(Dataset records)
--------------------------------------------------

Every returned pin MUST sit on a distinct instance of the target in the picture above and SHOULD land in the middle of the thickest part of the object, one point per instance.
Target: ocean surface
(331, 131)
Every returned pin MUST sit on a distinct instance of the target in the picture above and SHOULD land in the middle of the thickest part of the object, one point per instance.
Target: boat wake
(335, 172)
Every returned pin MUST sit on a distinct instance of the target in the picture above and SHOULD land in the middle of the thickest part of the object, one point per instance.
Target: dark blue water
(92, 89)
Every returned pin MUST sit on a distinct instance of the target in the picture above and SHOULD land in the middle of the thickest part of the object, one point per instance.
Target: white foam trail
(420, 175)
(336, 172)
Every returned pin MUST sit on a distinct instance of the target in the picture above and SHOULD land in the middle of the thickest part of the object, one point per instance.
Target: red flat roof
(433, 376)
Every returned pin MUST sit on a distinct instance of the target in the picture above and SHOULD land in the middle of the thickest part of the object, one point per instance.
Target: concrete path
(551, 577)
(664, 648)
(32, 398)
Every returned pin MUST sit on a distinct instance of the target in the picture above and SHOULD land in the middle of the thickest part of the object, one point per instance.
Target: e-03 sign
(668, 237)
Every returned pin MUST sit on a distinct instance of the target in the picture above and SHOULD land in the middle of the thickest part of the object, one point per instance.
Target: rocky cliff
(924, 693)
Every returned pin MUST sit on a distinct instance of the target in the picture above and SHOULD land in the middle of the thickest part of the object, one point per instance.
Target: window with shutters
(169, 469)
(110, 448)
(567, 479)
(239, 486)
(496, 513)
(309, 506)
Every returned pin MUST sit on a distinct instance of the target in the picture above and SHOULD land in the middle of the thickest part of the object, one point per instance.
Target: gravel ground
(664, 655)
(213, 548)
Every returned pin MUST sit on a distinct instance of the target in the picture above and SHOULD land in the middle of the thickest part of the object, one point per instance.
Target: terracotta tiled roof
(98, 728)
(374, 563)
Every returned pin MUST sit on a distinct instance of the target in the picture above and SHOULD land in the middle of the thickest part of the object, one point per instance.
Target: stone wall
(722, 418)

--------------------------------------------------

Repeat every record exactly as written, please.

Every returned pin MUST sit on a distinct instance of the target in the picture above and SHOULD land in the middle of the thickest part of the object, one point per instance.
Target: ocean surface
(331, 131)
Every returned pin MUST sit on a distinct instance of the target in the picture above and SHOULD land in the middle of the thickest part of the object, one point per instance.
Target: boat wake
(335, 172)
Every returned pin MUST sit on a distinct instance of the target in the picture above and SHOULD land in the middle of the thickest part of the object, one point per instance.
Target: dark blue water
(92, 89)
Every returned pin MUST sit on a distinct instance of the target in the picture above and SHOULD land in the middle of the thickest part of the object, one point per instance.
Target: white foam trail
(420, 175)
(336, 172)
Every returned pin MUST sit on a distinct instance of the target in the picture above and SHOULD land in the middle of the thickest part of the object, one point per instance.
Target: red flat roof
(433, 376)
Every returned pin MUST sit on a distinct instance of the target in the picture above and SHOULD land in the middle of the thickest part of the object, one point per instance.
Target: concrete path
(551, 577)
(664, 648)
(32, 398)
Every returned pin MUST sit on a distinct instance of the target in the picture above and SHOULD land in the middle of the thickest part of the object, one point per instance.
Target: e-03 sign
(668, 237)
Every returned pin MUST sit on a distinct instance of the target in the picture above and SHOULD land in the middle of the thickest part of the object, one point per instance.
Target: rocky cliff
(924, 693)
Every returned pin MUST sit on a distinct instance of the target in the picture above and SHOULD land in the middle of the thickest part of the object, one point per instance.
Target: window with shutters
(169, 469)
(110, 448)
(567, 479)
(239, 486)
(496, 513)
(309, 506)
Every returned pin MUST sit on a distinct instance of the target in the picture above and SHOULD land in the middle of the thickest part of the object, one point per instance.
Target: gravel ground
(664, 655)
(213, 548)
Every returned pin MUST sit on a distinct instance of the target in the picture above and SHOULD land in the middle of the thickest part of the object, one point per instance.
Target: terracotta tiled roof
(98, 728)
(374, 563)
Every returned pin MUST sit on a distinct instance of the target in the picture above and SHOULD land in the middle of the thickest part of the object, one point per instance.
Target: stone wall
(722, 418)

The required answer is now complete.